В 1919 году, когда интервенты насели на молодую Советскую Латвию, замнаркома Клусайс отступает из Риги с винтовкой в руках. Кончается война. Все его соратники одеты в новые френчи и шинели. А с Клусайсом беда: зачем ему новая шинель? Он знай себе чинит да чинит старую, солдатскую шине лишку... и гордится ею. Как-то раз портной с руганью отшвырнул его шинель. Клусайс спокойно поднял ее и сказал, что ему самому известно, как в иглу вдевается нитка. Так и ходил в своей шинелишке, пока парторганизация не сказала веское слово... И Клусайс наконец-таки облачился в новую.
В Москве Клусайс работал лектором в Комуниверситете народов Запада. Живет в общежитии, в комнате рядом со студентами. Электричества нет, пользуются керосиновыми лампами. Как-то Клусайс заметил, что у него восьмилинейная, а у студентов поменьше —- пятилинейная лампа. Уловил момент, когда вблизи никого не было, и поменял.
Много необычного мне о нем приходилось слышать, а я в ответ только бормотал: «А правильно ли он поступает?»
И мне всегда в один голос отвечали: «Клусайс есть Клусайс. Монолитного литья человек. Поступать иначе он не может». В связи с его смертью выдающийся деятель Коммунистической партии Латвии П. Стучка писал: «Ушел от нас редкий человек. Неутомимый научный деятель и практический работник; одновременно ученый, писатель и поэт, кристально чистый, партийный товарищ, сверхчеловечно самоотверженный и бескорыстный как человек» *.

===============

* **ЗАДАНИЯ ДЛЯ ВЫПОЛНЕНИЯ**
**1)** Ответьте по тексту о Клусайсе:
(a) Из какого города Клусайс отступал с винтовкой в руках в 1919 году?
(b) В каком учебном заведении Клусайс работал лектором в Москве?
(c) Какая лампа была у студентов до того, как Клусайс поменялся с ними?
**2)** Какие занятия П. Стучка перечисляет в тексте о Клусайсе сразу после слова «одновременно»? Назовите их все.
**3)** Допишите текст о Клусайсе, начав сразу после его последнего предложения.
Список здесь никакой роли не играет.

===============

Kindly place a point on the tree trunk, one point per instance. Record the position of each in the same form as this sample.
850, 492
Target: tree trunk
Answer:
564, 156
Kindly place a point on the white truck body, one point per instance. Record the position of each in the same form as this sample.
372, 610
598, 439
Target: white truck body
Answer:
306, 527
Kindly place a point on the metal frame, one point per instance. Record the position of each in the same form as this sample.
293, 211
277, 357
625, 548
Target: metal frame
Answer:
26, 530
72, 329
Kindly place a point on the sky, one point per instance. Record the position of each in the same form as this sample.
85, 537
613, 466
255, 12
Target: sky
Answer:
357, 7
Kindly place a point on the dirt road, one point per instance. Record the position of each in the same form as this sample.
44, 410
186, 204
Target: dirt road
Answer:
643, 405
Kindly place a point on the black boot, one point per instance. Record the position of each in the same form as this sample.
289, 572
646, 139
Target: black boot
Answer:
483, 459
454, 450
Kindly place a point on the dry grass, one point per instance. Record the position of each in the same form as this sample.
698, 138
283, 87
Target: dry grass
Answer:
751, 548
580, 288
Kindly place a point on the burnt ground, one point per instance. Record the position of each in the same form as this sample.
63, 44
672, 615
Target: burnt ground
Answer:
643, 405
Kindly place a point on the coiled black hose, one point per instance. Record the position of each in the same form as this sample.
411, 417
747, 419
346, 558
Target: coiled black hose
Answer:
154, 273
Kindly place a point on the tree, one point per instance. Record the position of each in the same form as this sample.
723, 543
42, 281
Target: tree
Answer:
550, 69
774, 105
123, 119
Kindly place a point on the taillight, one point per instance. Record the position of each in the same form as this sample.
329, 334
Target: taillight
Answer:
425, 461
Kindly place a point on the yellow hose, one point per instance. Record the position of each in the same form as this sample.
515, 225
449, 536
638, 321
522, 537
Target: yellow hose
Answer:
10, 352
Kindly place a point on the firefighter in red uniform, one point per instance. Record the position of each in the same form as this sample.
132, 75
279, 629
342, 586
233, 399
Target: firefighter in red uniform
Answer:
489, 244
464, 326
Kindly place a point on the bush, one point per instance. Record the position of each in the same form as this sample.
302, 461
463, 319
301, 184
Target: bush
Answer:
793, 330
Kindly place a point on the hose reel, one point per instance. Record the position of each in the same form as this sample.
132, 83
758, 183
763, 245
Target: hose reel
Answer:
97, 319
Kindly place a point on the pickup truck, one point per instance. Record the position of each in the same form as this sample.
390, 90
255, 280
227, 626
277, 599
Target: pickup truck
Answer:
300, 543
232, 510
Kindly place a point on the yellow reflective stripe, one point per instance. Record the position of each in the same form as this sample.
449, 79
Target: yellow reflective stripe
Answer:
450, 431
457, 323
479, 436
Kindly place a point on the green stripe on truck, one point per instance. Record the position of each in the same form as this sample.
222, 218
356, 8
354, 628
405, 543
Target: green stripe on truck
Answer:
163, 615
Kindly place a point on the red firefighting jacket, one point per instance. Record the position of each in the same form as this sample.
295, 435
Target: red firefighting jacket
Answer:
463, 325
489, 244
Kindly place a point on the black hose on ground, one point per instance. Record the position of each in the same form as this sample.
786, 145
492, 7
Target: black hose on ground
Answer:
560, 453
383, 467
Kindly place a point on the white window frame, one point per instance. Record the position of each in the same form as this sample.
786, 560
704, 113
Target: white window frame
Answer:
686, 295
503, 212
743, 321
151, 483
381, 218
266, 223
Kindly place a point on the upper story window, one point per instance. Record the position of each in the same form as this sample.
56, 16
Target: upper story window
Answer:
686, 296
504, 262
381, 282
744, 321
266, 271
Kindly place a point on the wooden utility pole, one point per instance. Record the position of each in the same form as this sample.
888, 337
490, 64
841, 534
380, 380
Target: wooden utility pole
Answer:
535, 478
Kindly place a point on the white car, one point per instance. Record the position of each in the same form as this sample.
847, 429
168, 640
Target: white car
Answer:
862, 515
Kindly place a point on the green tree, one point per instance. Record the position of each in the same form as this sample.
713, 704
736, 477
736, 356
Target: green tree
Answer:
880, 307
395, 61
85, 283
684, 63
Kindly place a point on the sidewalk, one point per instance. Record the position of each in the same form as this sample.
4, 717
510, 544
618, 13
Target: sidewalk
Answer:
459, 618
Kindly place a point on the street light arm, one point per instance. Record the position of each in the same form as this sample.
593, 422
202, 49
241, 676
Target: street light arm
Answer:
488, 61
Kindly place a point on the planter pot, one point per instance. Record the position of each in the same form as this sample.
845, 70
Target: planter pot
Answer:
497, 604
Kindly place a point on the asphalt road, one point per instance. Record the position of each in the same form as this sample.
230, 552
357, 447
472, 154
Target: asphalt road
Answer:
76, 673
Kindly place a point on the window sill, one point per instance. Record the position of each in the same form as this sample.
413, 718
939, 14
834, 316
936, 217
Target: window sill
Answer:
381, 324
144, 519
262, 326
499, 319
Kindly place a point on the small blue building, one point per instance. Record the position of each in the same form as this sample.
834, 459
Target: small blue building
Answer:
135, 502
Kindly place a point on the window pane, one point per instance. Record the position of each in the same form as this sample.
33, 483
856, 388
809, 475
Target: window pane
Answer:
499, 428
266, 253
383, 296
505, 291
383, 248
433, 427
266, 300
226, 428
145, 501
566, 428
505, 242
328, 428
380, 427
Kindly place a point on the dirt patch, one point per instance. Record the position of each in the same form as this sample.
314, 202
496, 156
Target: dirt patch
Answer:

===============

* **ОТВЕТЫ НИЖЕ**
**1)**
(a) Из Риги.
(b) В Комуниверситете народов Запада.
(c) Пятилинейная.

**2)** Ученый, писатель, поэт.

**3)**
...Встретились в саду, как уговорились. Был уверен, что увижу человека с лицом, как у фанатиков средневековья... Но ничего подобного... Правда, лицо худощавое, однако светилось оно спокойным добродушием. А подстриженная черная бородка и жидковатые усы, как мне показалось, придавали ему выражение сердечности. Глаза на редкость лучистые, ясные, но мне рассказывали, что иногда они могли засверкать ослепительными молниями.
Наша беседа врезалась в память на годы. Была она вроде беседы о жизни видавшего виды дядюшки с наивным племянником. Одно лишь плохо — больно коротка. Клусайс неожиданно для меня посмотрел на часы и сказал виновато:
— Меня ждут... уж извините... до свиданья!
Иокум явно неудовлетворен. Теребя входной билет, он ворчит:
— Вот-вот, у нас всегда не хватает времени на дружбу с цветами и солнцем...
Клусайс смеется:
— Может, потому, что мы, еще в детстве, когда были свинопасами, слишком много с ними дружили.
Тут его начинает трясти мучительный кашель. После приступа он торопливо пожимает нам руки и скрывается. Уходит и Конрад Иокум — в редакции работы по горло.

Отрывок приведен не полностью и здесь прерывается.